EXTRAIT PRÉSENTÉ:
L’abbatiale de Payerne en Suisse questionne l’objet archéologique

Lampe à huile de type Loeschcke VIII tardif. Ve‑VIe siècle, terre cuite moulée. © Abbatiale de Payerne, Rémy Gindroz, 2025
Pour son exposition annuelle « Coup d’œil sur les collections », l’abbatiale de Payerne a choisi ce printemps de mettre en valeur son fonds archéologique. Résolument pédagogique, le parcours souhaite sensibiliser aux enjeux de la discipline.
Créé en 1869 sur le site de l’édifice nouvellement restauré, le musée de l’abbatiale de Payerne a d’abord été un cabinet de curiosités.
De l’histoire naturelle à l’archéologie
Il rassemblait alors des collections d’histoire naturelle, auxquelles s’ajoutait le fonds de la bibliothèque populaire. Il s’est peu à peu enrichi à la suite de donations et au gré des expositions beaux-arts organisées au fil des ans. « Nous avons par exemple un lot d’une dizaine d’objets et fragments archéologiques donnés, en 1906, par le musée d’Yverdon, situé à une trentaine de kilomètres, explique Anne-Gaëlle Villet, directrice de l’établissement et commissaire de l’événement. En sont issus notamment un peson de tisserand gallo-romain, une anse d’amphore et une lampe à huile datant des premiers siècles de notre ère que nous avons choisi de présenter ici. Les raisons de cette donation restent actuellement inexpliquées, mais nous continuons à chercher ! »

Enregistrements d’annotation d’images par boîtes
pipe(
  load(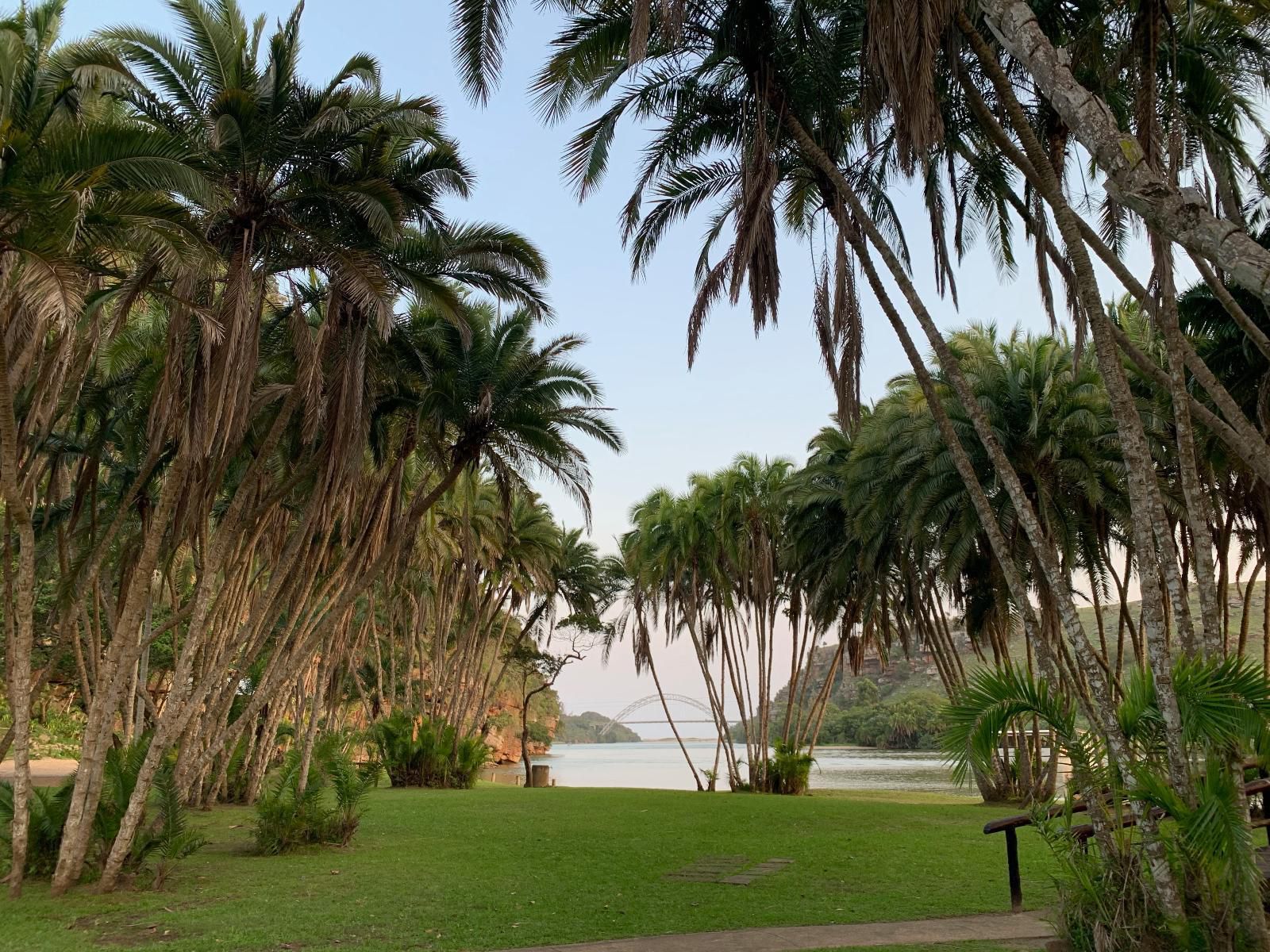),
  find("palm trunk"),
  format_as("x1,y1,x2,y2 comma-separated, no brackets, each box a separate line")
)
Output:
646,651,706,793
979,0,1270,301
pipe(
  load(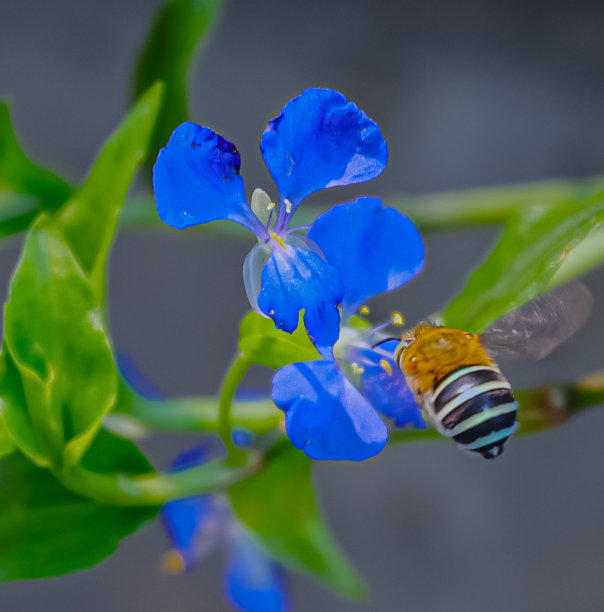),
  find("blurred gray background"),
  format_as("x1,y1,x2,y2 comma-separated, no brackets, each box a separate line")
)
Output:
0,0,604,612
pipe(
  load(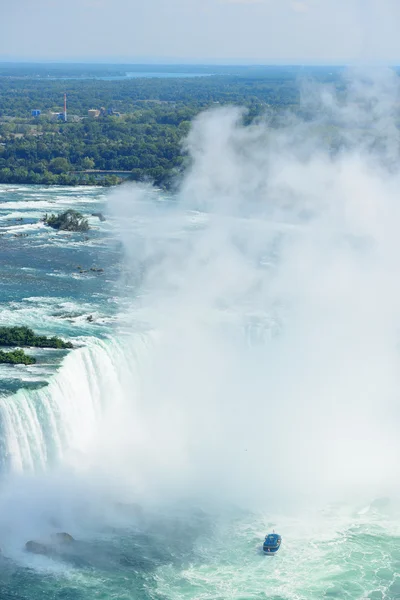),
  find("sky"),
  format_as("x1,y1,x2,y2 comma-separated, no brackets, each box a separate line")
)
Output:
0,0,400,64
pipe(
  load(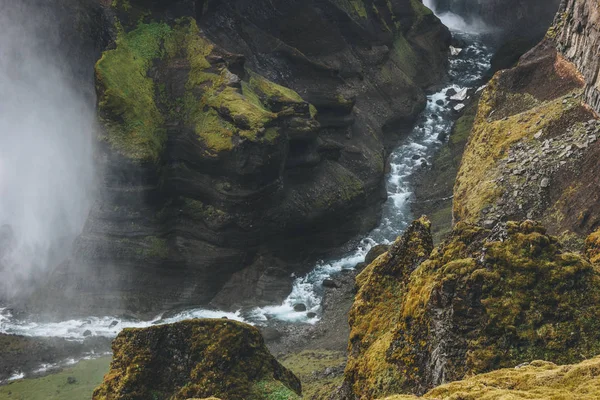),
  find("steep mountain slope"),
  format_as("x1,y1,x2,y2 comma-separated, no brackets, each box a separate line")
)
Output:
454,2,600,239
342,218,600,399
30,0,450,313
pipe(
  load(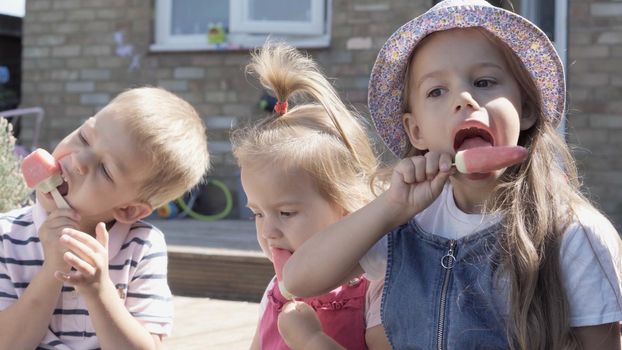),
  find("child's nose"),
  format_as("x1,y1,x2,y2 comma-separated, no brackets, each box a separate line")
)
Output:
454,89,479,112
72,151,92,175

==

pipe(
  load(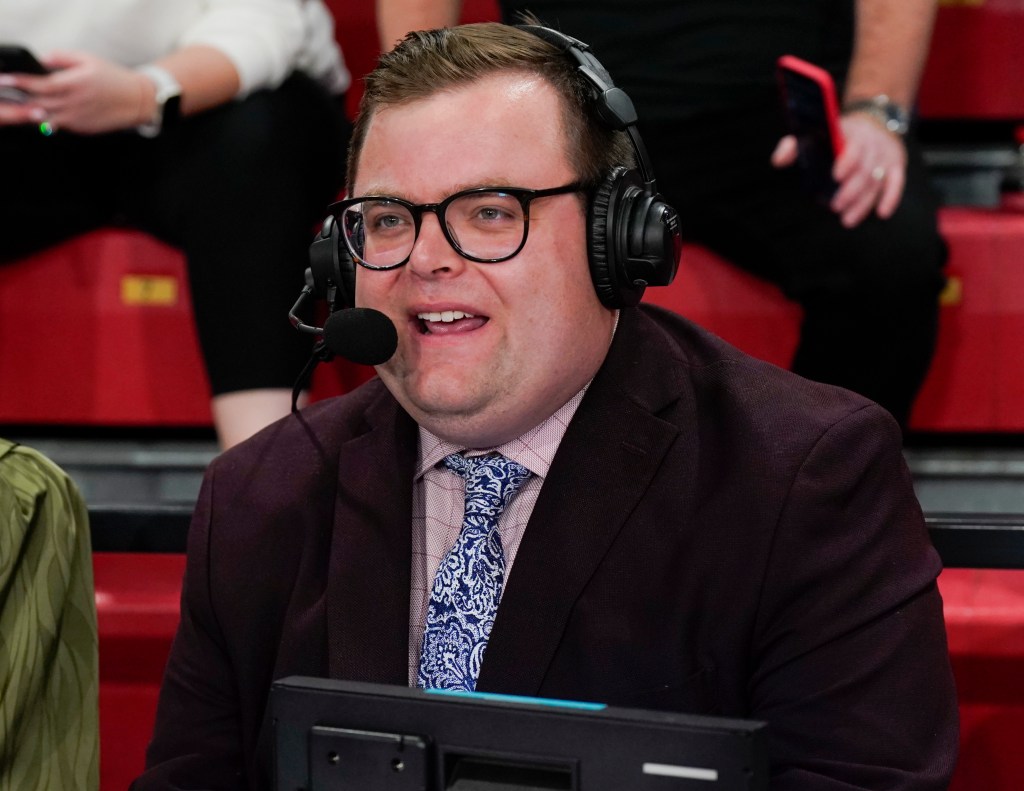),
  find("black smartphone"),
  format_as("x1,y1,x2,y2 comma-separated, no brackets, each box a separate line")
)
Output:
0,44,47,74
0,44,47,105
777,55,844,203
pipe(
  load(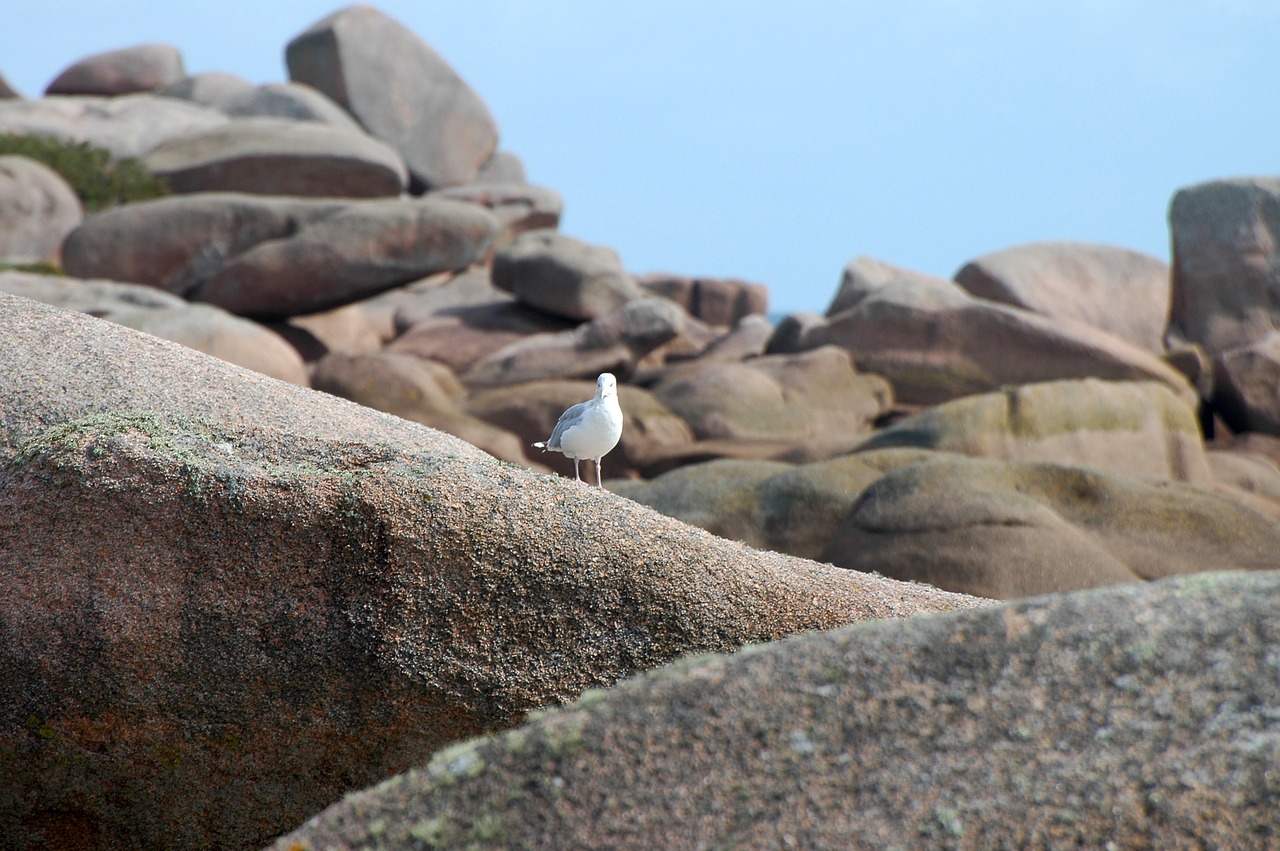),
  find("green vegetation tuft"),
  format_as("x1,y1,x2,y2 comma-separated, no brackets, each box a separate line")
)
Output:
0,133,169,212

À FAIRE:
A. Affichez toutes les lignes du listing qui contiennent la chaîne « find ».
B. Poursuivez le texte sur l’abbatiale de Payerne après sa dernière phrase.

RÉSULTATS PAR TÂCHE:
A.
  find("palm trunk"),
  find("blurred gray background"),
  find("sky"),
  find("steep mountain slope"),
  find("child's nose"),
  find("black smartphone"),
  find("green vegetation tuft"),

B.
L’objet archéologique en question
C’est précisément ce lien entre le vestige archéologique, son devenir et l’histoire qu’il permet de raconter que l’exposition se propose d’explorer. Le ton est donné d’emblée par le titre, autour de l’expression « mis au jour », si souvent employée en archéologie, et régulièrement confondue avec celle de « mise à jour ». « L’idée est de faire comprendre l’ensemble du processus archéologique, depuis la sortie de terre jusqu’à l’étude et la présentation au public, en rappelant le cadre législatif qui est le nôtre dans le canton de Vaud : il est interdit de faire des fouilles dans son jardin ou de prospecter ailleurs !, insiste la commissaire. Nous montrons aussi l’importance cruciale de la documentation, qu’elle porte sur le contexte de découverte ou l’acquisition. » Pour ce faire, le parcours évoque les fouilles réalisées sur le site, depuis les premières investigations menées en 1817 jusqu’aux plus récentes, en 2015-2016. Celles-ci avaient révélé, au-delà de la villa romaine et des deux complexes ecclésiastiques successifs, une occupation remontant au IIe siècle de notre ère.
Anse d’amphore gallo‑romaine très probablement de type « gauloise 4 ». Ier‑IIIe siècle, terre cuite. © Abbatiale de Payerne, Rémy Gindroz, 2025
Se projeter dans le passé
À partir d’objets choisis, l’exposition montre l’inégale valeur historique de pièces qui peuvent sembler proches : d’un côté, ces défenses de sanglier échues au musée dont on ignore tout, de l’autre, cette dent de requin découverte dans la façade sud du clocher, fossilisée dans du grès coquillier de la Molière, témoin des évolutions géologiques de la région. Pour aider à se projeter dans le passé et comprendre la démarche de l’archéologue qui observe les formes et les matières pour en déduire une fonction ou une datation, l’exposition invite, à proximité des pièces anciennes, quelques équivalents contemporains – du cubi de vin à une veilleuse pour enfants ou encore à du velcro. En conclusion du parcours, elle confronte le visiteur à un objet livré sans indications aucunes – charge à lui de deviner sa nature et son usage !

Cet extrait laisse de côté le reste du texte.